**INSTRUCTIONS FOR THE TASK**
Rewrite the entries below, substituting "Object" for every occurrence of "Target" and leaving all other text unchanged.

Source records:
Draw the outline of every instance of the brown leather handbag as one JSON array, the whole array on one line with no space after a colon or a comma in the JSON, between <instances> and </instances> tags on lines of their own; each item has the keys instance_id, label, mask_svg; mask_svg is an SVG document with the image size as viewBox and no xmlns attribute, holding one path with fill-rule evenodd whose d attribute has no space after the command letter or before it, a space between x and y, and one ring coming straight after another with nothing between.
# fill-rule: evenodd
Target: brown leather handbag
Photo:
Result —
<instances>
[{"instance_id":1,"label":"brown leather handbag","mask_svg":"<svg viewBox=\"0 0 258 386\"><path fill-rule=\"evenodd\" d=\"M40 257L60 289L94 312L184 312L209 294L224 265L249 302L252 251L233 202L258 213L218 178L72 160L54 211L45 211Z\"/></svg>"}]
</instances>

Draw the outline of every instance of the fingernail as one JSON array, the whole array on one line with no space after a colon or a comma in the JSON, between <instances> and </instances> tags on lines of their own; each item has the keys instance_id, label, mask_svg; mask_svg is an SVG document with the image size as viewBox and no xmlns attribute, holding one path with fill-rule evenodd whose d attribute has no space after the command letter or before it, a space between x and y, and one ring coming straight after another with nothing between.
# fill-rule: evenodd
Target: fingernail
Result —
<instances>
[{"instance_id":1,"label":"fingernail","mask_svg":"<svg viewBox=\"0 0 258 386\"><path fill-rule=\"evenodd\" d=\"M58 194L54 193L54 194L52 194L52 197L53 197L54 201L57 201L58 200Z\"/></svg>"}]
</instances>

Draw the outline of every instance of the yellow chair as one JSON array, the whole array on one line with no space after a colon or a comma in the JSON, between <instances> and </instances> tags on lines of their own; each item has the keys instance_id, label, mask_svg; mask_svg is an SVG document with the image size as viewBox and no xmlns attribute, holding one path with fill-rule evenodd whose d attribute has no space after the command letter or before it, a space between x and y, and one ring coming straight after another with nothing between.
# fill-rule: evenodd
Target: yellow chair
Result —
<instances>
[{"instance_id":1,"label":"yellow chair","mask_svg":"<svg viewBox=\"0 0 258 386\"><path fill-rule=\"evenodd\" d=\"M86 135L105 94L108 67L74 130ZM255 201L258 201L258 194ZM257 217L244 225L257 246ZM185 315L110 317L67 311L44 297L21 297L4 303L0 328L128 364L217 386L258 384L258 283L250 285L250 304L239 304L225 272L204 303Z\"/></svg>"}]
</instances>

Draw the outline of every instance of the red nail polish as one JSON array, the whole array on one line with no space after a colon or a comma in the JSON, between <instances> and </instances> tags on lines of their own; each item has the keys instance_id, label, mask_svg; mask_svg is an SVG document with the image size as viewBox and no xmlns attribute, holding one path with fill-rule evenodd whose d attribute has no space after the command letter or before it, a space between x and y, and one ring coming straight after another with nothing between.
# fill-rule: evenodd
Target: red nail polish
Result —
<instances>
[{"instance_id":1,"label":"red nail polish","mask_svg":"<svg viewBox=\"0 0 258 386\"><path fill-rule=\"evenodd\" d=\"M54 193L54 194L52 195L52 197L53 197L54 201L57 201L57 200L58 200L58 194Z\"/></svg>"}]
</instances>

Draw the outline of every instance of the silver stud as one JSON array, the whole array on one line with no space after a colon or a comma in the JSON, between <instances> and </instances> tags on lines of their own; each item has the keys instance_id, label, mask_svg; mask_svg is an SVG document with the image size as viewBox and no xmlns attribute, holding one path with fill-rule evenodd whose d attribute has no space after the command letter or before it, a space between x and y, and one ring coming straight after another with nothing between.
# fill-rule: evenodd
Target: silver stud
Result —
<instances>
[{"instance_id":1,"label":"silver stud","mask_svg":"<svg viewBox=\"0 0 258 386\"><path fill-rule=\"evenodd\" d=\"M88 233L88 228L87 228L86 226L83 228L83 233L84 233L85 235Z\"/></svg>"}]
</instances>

**ANSWER TO THE TASK**
Draw the outline of every instance of the brown leather handbag as one JSON array, the whole array on one line with no space after a colon or a comma in the JSON, between <instances> and </instances> tags on lines of their own; each item has the keys instance_id, label, mask_svg; mask_svg is an SVG document with the image size as viewBox and no xmlns attribute, holding one path with fill-rule evenodd whose d attribute has no space after the command letter or before it, a space between x and y, and one ring coming straight after another with nothing between.
# fill-rule: evenodd
Object: brown leather handbag
Photo:
Result —
<instances>
[{"instance_id":1,"label":"brown leather handbag","mask_svg":"<svg viewBox=\"0 0 258 386\"><path fill-rule=\"evenodd\" d=\"M40 257L60 289L94 312L184 312L209 294L224 265L249 302L252 251L233 202L258 213L218 178L72 160L54 211L45 211Z\"/></svg>"}]
</instances>

Draw the outline of every instance of the fingernail as one JSON array, the whole array on one line with no space after a colon or a comma in the JSON, between <instances> and </instances> tags on lines of their own; each item has the keys instance_id, label, mask_svg; mask_svg is an SVG document with the image size as viewBox and no xmlns attribute, holding one path with fill-rule evenodd whose d attribute has no space after the command letter or before it, a space between x and y, and one ring coming straight after another with nothing between.
# fill-rule: evenodd
Object: fingernail
Result —
<instances>
[{"instance_id":1,"label":"fingernail","mask_svg":"<svg viewBox=\"0 0 258 386\"><path fill-rule=\"evenodd\" d=\"M58 194L54 193L54 194L52 194L52 197L53 197L54 201L57 201L58 200Z\"/></svg>"}]
</instances>

Draw the outline of every instance of the yellow chair as one JSON array, the whole array on one line with no space after a colon or a comma in the JSON, between <instances> and </instances> tags on lines of their own; each item has the keys instance_id, label, mask_svg; mask_svg is an SVG document with the image size as viewBox and no xmlns attribute, holding one path with fill-rule evenodd whose d attribute has no space after the command letter or before it, a space between x and y, and one ring coming straight after another with nothing between.
# fill-rule: evenodd
Object: yellow chair
Result —
<instances>
[{"instance_id":1,"label":"yellow chair","mask_svg":"<svg viewBox=\"0 0 258 386\"><path fill-rule=\"evenodd\" d=\"M86 135L105 94L108 67L74 130ZM255 201L258 201L258 194ZM257 217L244 225L257 246ZM185 315L110 317L67 311L44 297L21 297L4 303L0 328L128 364L217 386L258 384L258 283L250 285L250 304L239 304L225 272L204 303Z\"/></svg>"}]
</instances>

Draw the outline of every instance of the red nail polish as one JSON array, the whole array on one line with no space after a colon or a comma in the JSON, between <instances> and </instances> tags on lines of their own; each item has the keys instance_id, label, mask_svg; mask_svg is an SVG document with the image size as viewBox and no xmlns attribute, holding one path with fill-rule evenodd whose d attribute has no space after the command letter or before it, a space between x and y, and one ring coming straight after another with nothing between.
# fill-rule: evenodd
Object: red nail polish
Result —
<instances>
[{"instance_id":1,"label":"red nail polish","mask_svg":"<svg viewBox=\"0 0 258 386\"><path fill-rule=\"evenodd\" d=\"M54 193L54 194L52 195L52 197L53 197L54 201L57 201L57 200L58 200L58 194Z\"/></svg>"}]
</instances>

Draw the outline of every instance of the silver stud as one JSON array, the whole array on one line with no space after a colon or a comma in the JSON, between <instances> and </instances> tags on lines of their own; each item has the keys instance_id, label, mask_svg; mask_svg is an SVG document with the image size as viewBox and no xmlns attribute, holding one path with fill-rule evenodd whose d attribute has no space after the command letter or before it, a space between x and y, and one ring coming straight after another with nothing between.
# fill-rule: evenodd
Object: silver stud
Result —
<instances>
[{"instance_id":1,"label":"silver stud","mask_svg":"<svg viewBox=\"0 0 258 386\"><path fill-rule=\"evenodd\" d=\"M88 233L88 228L87 228L86 226L83 228L83 233L84 233L85 235Z\"/></svg>"}]
</instances>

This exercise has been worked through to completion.